▸ Instructions to follow:
Note each line in the data below that holds "wall", and copy it.

######

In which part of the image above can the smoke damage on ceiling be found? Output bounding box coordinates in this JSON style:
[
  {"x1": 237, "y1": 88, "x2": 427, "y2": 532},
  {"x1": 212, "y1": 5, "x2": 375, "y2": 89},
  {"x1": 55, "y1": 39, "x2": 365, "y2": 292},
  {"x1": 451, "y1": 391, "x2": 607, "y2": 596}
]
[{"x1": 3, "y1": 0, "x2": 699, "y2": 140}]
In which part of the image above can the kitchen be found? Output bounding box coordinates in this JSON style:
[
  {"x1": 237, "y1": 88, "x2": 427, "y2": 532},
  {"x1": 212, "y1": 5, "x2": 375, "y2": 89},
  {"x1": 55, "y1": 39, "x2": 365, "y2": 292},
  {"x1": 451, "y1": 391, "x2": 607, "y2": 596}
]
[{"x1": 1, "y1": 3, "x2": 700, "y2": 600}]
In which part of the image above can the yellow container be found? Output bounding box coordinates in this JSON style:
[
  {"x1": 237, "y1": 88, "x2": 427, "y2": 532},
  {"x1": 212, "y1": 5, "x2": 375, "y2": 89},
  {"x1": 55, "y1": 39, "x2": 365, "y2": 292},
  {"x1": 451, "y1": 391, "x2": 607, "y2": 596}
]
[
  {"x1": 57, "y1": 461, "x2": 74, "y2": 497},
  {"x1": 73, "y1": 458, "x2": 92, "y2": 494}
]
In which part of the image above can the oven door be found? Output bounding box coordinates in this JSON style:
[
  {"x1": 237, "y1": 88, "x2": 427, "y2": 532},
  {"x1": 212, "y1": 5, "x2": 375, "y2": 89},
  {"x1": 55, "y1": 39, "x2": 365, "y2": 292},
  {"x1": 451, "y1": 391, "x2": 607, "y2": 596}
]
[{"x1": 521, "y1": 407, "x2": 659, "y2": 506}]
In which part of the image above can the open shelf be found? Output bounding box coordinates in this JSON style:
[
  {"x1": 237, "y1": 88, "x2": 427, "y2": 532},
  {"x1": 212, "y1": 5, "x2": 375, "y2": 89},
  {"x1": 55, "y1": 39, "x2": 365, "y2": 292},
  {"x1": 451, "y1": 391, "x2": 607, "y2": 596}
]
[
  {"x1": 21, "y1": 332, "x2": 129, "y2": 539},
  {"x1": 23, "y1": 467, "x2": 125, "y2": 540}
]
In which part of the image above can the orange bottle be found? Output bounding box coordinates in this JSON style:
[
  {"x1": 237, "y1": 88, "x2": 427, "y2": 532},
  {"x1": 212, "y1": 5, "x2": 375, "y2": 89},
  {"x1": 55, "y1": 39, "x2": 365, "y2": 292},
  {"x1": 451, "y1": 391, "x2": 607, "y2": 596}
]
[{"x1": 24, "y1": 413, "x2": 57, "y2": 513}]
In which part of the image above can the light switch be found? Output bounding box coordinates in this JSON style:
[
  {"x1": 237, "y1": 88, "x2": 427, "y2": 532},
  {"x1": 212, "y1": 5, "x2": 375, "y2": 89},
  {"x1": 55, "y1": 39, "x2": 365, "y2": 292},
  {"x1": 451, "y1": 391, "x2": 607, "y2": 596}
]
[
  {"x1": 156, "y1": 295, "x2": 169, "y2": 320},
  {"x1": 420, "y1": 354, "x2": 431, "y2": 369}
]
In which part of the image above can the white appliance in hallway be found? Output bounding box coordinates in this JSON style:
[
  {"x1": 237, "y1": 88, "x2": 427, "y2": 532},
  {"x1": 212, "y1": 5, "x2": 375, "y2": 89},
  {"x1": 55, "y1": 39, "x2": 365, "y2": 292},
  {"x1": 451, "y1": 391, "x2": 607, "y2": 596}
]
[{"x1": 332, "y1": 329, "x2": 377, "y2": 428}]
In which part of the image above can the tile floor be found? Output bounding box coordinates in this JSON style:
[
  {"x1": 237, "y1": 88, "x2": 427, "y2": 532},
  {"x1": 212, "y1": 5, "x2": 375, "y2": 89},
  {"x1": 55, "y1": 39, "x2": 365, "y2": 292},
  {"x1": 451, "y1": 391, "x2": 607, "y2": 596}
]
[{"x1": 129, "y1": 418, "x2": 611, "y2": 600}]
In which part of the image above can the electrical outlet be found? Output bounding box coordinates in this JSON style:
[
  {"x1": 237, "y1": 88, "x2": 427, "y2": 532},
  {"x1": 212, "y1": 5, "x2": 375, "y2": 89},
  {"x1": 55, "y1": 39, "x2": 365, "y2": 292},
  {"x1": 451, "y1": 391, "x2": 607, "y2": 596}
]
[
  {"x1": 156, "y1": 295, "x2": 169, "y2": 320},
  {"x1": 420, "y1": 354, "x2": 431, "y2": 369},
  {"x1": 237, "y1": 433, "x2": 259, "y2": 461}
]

######

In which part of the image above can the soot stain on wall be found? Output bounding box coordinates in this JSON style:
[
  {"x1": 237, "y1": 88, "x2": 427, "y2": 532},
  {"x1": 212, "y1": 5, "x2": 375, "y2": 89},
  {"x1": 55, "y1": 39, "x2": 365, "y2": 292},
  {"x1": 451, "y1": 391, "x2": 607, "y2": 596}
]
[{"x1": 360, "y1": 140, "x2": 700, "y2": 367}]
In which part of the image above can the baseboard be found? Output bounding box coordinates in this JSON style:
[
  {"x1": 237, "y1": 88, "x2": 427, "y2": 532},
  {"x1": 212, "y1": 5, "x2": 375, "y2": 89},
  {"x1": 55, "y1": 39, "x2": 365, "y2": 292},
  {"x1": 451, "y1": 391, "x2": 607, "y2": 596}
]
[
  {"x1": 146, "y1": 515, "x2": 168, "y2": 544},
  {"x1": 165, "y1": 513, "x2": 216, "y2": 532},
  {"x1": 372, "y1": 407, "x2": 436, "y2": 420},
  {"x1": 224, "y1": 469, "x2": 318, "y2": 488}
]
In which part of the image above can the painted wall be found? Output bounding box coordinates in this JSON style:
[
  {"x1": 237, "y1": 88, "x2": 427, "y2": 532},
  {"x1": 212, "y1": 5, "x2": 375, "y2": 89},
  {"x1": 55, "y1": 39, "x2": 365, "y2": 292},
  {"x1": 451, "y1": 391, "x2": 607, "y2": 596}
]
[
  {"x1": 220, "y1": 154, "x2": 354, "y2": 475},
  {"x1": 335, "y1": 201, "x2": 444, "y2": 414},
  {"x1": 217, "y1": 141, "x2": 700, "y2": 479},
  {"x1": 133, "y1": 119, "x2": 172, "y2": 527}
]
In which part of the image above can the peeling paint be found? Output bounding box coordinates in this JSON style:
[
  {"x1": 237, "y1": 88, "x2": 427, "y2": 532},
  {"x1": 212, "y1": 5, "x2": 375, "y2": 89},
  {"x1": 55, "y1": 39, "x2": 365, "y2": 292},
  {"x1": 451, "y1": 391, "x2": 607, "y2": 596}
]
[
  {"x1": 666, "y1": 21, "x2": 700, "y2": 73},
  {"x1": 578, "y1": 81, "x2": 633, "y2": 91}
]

######

▸ Result for this exercise:
In which part of the image above can the soot stain on wall be found? Output bounding box coordinates in this JSON style:
In which part of the image above can the painted wall be found? Output bounding box coordinates in this JSON style:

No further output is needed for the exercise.